── Excerpted passage
Thanks for your perspective. I too have regular access to the analysts, their reports, and deal with the service providers daily...as well as vendors to these providers. My data is different than yours. Be that as it may, we can now agree to disagree. Bottom line is Data Collection 101 will tell you to NOT take data from multiple sources all with different reporting dates and to correlate them into a statement about a given market or segment.

BTW: Where do you get the idea that CSCO wants to showcase the ATM switching product line? I think this is an important point and provides some perspective as to your understanding of CSCO's business. I'd like to hear your thoughts on this. Also, why do you think the only people that purchase ATM switching products are domestic SP's and for that matter SP's period. There are HUGE enterprise networks that purchase more ATM switches then do a large percentage of SP's. Should those be counted as a separate category too?

Finally I agree with you on the 3600/2600 products. I applaud Del'Oro's efforts to break out a separate category, after all the products currently in the category are quite different. I'm sure that CSCO wouldn't care since that would make the RAC market look like a declining market. However, given that up to now a separate category did not exist, Cisco had no choice but to report these products as RAC's. So, it seems strange to me that Del'Oro qualifies CSCO's reporting to the RAC market given that Del'Oro does NOT currently have a separate category for "low-end RACs". I think it's a shame that a highly regarded analyst firm would position a weakness in their reporting structure as a problem created by CSCO - it's not, CSCO reported into the category that existed. I talk to 3600 product team almost every week and will ask them about your comment that Csco is "screaming bloody murder" re: this new segmentation. In discussions I had earlier this week the topic didn't come up.
────
> Set exercise:
Please retype the passage above on Cisco's market reporting word for word, beginning at the words "BTW: Where do" and stopping after "separate category too?".
── Data entries
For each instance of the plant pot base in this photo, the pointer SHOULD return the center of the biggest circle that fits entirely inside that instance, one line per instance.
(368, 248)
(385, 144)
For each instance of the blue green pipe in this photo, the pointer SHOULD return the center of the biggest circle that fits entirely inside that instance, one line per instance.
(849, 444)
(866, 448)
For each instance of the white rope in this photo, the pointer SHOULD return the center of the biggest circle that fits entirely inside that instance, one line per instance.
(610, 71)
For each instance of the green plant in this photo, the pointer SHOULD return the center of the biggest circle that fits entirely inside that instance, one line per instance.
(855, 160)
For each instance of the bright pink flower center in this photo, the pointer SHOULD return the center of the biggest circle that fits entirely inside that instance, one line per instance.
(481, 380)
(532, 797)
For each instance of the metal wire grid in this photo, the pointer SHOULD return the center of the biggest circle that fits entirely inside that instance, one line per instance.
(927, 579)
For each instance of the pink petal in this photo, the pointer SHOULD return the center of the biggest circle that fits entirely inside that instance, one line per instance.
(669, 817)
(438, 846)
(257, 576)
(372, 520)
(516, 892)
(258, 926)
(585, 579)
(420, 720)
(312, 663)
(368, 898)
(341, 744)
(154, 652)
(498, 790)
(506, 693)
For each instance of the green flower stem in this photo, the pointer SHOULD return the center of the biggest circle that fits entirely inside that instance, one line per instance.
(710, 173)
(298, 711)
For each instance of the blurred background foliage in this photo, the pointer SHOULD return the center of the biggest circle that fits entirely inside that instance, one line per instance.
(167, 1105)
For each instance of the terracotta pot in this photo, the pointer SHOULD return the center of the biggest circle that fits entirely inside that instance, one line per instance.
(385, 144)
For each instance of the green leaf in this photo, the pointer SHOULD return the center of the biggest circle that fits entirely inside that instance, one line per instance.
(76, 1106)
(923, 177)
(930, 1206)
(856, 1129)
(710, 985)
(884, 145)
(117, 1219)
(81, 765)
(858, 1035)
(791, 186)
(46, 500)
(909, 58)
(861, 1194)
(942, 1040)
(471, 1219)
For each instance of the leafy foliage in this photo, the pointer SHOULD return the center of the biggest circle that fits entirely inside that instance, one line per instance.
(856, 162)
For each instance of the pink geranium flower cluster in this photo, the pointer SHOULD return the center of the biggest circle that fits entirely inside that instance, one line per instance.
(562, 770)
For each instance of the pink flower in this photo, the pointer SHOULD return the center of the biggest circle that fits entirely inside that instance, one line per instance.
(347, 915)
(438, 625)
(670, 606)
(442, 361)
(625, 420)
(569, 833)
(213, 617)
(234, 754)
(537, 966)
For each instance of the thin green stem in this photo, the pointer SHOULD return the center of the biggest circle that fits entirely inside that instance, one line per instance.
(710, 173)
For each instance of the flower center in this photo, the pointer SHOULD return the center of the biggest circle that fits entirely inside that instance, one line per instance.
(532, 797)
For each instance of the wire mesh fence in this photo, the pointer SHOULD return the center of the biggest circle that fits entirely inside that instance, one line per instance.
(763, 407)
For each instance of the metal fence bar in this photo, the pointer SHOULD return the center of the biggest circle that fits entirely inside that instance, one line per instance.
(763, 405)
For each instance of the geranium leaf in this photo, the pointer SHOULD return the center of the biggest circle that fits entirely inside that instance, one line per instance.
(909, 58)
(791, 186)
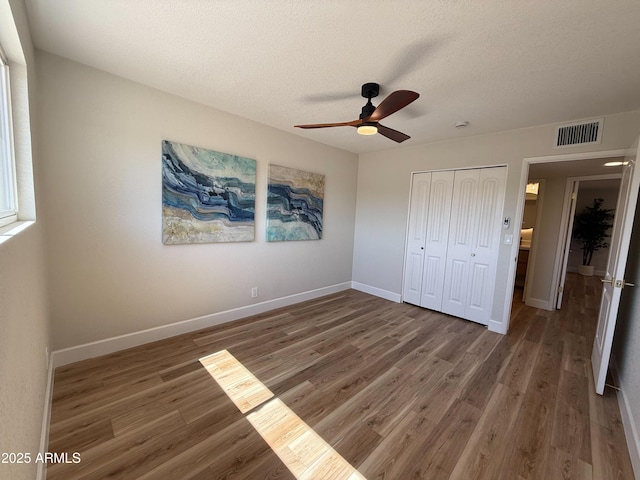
────
> Written response:
BTW: Where do you get the idea that CSCO wants to showcase the ATM switching product line? I think this is an important point and provides some perspective as to your understanding of CSCO's business. I'd like to hear your thoughts on this. Also, why do you think the only people that purchase ATM switching products are domestic SP's and for that matter SP's period. There are HUGE enterprise networks that purchase more ATM switches then do a large percentage of SP's. Should those be counted as a separate category too?